[Stored records]
=== Section Start ===
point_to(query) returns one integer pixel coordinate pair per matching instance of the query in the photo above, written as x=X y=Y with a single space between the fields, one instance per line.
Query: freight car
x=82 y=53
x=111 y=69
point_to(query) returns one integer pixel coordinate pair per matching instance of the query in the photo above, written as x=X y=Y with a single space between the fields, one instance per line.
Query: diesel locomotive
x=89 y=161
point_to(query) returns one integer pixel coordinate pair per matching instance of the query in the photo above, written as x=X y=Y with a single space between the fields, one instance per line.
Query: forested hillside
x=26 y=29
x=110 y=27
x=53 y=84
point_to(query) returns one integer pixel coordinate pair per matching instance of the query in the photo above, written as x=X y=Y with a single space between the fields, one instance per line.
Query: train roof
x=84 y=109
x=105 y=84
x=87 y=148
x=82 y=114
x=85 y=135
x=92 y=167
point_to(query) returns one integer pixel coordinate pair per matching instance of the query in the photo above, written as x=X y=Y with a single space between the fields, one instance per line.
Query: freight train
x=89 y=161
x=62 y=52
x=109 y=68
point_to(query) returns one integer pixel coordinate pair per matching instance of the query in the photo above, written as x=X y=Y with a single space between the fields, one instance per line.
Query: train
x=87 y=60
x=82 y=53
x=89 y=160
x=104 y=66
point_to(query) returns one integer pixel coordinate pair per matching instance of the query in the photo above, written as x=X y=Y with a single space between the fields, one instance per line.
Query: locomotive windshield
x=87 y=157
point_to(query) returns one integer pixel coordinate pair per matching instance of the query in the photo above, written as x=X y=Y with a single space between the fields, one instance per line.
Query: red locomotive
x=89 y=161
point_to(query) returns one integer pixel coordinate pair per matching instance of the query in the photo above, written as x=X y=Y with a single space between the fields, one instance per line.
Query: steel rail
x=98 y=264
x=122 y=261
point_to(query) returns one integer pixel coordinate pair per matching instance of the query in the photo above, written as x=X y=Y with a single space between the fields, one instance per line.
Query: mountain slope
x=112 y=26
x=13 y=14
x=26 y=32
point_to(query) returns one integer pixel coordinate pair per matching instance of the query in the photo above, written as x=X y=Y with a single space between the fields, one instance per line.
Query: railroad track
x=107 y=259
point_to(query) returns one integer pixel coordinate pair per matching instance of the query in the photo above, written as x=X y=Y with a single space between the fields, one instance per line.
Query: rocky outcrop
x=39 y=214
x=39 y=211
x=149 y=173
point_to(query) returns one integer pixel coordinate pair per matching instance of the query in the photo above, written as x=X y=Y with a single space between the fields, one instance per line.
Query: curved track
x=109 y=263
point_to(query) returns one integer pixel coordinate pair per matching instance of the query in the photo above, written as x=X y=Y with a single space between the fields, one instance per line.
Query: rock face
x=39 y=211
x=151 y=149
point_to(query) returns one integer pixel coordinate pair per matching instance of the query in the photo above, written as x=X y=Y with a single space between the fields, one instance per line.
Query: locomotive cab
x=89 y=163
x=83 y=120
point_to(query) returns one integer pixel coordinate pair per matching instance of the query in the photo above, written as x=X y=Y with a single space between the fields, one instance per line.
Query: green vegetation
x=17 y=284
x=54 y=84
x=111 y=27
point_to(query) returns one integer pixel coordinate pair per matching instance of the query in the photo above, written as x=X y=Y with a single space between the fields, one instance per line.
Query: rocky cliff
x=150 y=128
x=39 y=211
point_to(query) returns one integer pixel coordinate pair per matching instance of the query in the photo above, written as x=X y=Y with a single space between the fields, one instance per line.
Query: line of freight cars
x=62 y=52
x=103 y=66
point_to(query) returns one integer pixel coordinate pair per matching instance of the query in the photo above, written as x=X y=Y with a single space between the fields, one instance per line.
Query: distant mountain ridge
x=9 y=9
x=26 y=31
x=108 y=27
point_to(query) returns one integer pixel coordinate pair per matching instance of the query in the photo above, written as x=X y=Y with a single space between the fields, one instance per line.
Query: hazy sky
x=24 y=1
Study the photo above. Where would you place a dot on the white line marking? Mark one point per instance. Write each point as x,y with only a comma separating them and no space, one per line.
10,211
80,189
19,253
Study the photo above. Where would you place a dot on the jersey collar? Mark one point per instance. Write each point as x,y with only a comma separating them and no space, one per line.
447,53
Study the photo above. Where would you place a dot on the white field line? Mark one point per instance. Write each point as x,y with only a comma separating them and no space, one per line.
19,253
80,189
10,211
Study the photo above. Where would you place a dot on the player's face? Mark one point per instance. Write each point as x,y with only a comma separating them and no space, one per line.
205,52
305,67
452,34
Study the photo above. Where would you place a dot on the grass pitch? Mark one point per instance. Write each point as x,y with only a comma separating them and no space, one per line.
=== Section End ===
=== Section Start ===
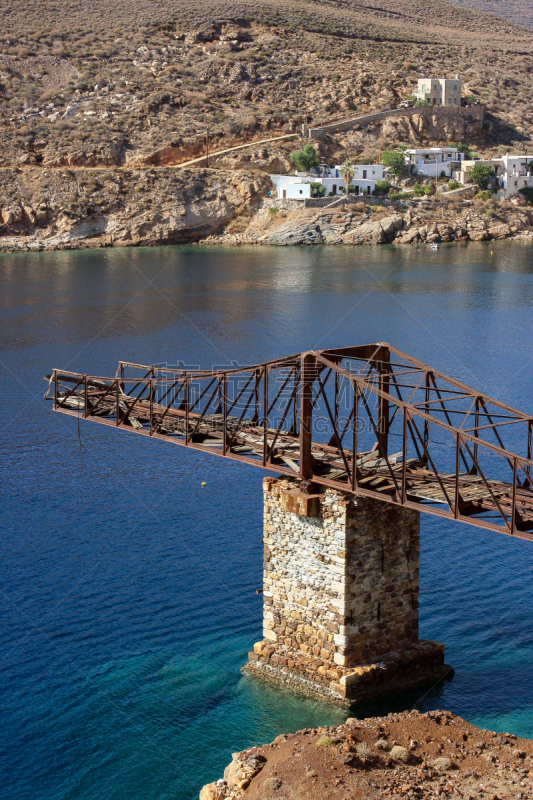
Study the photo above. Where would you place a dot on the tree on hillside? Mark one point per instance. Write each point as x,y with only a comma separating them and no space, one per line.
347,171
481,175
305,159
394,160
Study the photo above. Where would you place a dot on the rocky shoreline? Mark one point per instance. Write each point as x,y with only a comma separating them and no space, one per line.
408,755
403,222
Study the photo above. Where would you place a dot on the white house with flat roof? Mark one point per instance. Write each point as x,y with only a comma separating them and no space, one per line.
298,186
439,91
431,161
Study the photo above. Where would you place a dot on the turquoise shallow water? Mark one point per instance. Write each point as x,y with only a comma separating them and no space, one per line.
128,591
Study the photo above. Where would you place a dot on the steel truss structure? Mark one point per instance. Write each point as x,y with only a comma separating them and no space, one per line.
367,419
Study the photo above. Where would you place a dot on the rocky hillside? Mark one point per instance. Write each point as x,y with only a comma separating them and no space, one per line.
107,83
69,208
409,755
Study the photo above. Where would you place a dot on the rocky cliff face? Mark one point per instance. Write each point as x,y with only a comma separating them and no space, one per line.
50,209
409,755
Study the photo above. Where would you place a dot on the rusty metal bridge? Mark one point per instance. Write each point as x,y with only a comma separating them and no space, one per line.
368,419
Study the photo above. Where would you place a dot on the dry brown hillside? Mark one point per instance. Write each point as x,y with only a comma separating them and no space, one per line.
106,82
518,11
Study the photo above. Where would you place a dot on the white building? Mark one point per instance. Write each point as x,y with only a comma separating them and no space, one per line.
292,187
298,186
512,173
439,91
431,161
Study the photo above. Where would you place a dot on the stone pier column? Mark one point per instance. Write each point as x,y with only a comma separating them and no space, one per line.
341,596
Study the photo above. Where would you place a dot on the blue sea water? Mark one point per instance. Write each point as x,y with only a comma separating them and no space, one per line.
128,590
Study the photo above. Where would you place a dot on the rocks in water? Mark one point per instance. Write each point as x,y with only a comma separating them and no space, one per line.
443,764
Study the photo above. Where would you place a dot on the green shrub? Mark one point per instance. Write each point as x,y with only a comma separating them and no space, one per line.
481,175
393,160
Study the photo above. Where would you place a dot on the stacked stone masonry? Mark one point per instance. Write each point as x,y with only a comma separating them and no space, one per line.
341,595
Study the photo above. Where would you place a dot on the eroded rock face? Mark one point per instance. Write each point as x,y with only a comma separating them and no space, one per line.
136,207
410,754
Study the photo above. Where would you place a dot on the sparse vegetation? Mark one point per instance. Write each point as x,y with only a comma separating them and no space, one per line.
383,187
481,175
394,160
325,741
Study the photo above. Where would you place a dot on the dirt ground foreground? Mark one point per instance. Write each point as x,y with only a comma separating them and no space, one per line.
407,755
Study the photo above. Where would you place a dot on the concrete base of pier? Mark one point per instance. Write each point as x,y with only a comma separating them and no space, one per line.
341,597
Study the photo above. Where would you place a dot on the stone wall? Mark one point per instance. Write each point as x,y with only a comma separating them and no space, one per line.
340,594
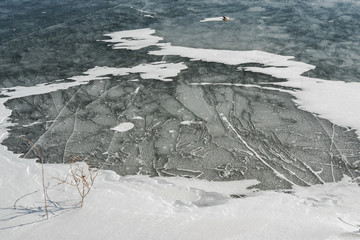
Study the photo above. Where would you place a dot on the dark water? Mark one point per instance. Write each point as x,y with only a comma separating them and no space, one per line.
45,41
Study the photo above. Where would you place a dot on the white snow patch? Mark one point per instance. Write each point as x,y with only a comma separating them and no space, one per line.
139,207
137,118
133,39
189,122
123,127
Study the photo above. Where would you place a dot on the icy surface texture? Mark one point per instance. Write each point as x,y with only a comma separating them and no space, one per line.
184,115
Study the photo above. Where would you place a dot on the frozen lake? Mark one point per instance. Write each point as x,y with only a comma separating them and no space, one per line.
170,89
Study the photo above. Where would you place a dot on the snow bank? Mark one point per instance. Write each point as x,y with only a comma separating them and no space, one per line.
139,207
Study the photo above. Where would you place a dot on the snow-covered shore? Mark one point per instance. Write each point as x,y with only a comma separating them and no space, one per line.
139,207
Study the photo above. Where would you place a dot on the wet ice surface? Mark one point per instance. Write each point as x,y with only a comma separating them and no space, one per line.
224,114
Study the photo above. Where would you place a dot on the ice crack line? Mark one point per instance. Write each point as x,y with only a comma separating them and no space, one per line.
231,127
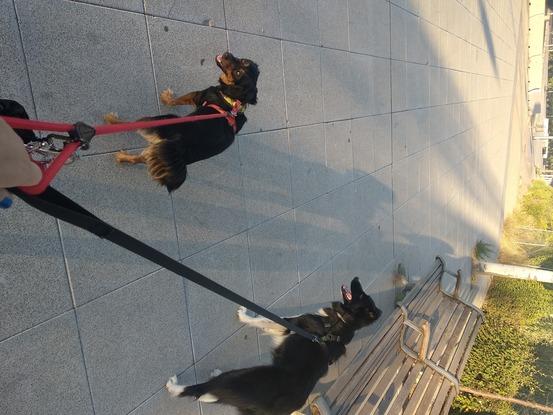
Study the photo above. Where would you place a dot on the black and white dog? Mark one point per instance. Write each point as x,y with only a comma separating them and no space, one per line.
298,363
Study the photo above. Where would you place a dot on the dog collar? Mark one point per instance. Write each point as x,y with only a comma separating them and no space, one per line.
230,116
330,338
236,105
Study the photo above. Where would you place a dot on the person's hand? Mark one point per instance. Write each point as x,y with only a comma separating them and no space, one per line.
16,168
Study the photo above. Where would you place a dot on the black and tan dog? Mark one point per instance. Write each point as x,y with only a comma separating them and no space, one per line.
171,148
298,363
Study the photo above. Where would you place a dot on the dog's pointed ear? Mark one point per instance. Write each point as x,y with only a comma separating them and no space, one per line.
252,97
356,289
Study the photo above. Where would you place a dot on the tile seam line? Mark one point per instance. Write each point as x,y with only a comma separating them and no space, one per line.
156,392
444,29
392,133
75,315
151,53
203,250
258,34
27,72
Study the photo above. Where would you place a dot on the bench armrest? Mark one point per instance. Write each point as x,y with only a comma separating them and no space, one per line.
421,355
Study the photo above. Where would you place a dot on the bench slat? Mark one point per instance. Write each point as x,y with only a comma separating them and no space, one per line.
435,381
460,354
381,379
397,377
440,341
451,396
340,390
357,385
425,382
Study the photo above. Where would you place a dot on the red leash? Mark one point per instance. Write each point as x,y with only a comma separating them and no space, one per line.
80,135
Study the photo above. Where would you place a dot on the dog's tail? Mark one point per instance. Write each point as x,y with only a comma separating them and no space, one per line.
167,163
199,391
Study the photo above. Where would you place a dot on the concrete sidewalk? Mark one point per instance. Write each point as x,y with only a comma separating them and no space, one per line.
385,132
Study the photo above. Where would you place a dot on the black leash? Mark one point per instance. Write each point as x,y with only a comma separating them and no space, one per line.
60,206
=== Section End ===
=== Section Start ===
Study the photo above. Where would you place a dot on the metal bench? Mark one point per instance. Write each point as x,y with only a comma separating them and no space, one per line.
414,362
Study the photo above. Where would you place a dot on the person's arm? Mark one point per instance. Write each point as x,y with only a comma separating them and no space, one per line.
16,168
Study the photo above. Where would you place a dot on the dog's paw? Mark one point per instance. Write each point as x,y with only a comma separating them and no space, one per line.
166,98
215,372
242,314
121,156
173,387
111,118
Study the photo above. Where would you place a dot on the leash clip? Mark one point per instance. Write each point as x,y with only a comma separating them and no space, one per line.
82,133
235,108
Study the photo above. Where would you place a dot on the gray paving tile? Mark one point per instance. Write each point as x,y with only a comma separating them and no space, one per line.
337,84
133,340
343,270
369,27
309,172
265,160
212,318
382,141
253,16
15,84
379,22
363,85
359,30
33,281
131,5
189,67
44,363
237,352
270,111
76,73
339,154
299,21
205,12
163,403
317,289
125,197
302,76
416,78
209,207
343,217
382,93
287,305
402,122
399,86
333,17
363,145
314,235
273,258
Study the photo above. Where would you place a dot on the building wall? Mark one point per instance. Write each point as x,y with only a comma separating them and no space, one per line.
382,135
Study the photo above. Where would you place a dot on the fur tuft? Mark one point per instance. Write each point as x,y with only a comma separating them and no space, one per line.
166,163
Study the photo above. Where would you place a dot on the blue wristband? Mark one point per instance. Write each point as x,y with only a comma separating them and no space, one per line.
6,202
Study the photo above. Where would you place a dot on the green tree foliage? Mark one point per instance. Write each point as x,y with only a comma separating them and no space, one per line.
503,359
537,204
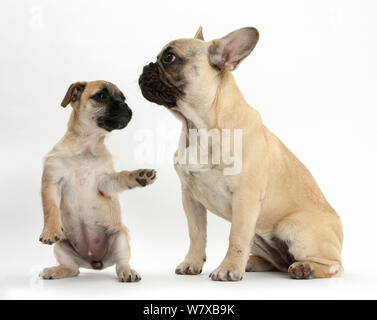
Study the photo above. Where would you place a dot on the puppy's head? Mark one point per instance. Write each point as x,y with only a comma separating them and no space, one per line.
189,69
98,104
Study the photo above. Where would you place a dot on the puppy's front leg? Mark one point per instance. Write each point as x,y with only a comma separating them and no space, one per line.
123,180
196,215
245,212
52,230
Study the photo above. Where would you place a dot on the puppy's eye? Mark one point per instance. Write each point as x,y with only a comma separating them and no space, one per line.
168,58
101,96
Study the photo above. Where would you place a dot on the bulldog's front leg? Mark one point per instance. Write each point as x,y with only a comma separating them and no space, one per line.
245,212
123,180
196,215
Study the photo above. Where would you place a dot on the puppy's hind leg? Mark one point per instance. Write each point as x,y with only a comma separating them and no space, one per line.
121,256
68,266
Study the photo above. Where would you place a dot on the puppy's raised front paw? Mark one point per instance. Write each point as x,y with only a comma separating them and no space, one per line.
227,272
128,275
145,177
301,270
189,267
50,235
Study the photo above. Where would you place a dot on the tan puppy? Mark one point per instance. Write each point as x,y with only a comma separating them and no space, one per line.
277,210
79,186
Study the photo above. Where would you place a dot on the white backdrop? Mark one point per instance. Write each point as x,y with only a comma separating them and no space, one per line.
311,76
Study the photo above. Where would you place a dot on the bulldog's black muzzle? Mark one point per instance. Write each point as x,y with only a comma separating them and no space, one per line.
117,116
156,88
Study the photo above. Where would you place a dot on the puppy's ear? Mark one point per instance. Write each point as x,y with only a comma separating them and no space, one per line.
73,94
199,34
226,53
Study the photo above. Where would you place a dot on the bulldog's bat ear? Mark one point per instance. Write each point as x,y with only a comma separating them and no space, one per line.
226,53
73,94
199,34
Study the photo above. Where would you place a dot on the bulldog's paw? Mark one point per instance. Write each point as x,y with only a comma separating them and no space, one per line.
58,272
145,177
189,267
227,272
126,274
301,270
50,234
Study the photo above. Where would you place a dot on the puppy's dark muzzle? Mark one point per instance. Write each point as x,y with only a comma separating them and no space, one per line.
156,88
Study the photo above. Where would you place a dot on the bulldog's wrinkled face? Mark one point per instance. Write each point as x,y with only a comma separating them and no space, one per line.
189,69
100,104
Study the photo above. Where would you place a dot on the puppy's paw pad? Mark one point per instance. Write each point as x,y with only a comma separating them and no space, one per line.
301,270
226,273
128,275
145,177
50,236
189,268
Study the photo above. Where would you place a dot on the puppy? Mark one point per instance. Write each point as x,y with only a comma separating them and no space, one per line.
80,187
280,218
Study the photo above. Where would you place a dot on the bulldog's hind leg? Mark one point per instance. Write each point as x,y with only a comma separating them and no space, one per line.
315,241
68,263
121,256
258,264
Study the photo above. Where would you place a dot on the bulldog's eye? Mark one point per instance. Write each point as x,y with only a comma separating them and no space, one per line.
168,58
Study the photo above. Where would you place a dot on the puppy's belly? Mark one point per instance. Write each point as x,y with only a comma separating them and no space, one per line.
=== Section End ===
> **Action item**
Reproduce the entries above exactly, but only the lines between the line holding "on the jersey" and the line holding "on the grass", inclusive.

> **Answer section**
Study the photo above. Where would you place a dot on the jersey collar? Mark one point per instance. Write each point as x,y with only a comma separating them and no space, one per line.
447,53
Study the photo above. Where would you place a dot on the white field line? Mark one point per instance. Write each point as x,y with only a comma separating them and no space, one per line.
19,253
80,189
10,211
Study the photo above. Where would you place a dot on the player's face? Mark one point per instance. Write each point as x,y with only a comma separating them and no space, one per line.
205,52
305,67
452,34
Study the photo above. Where would you place a dot on the grass pitch? Mark one point per instance. Write each point as x,y with only a comma separating them and no space, one per line.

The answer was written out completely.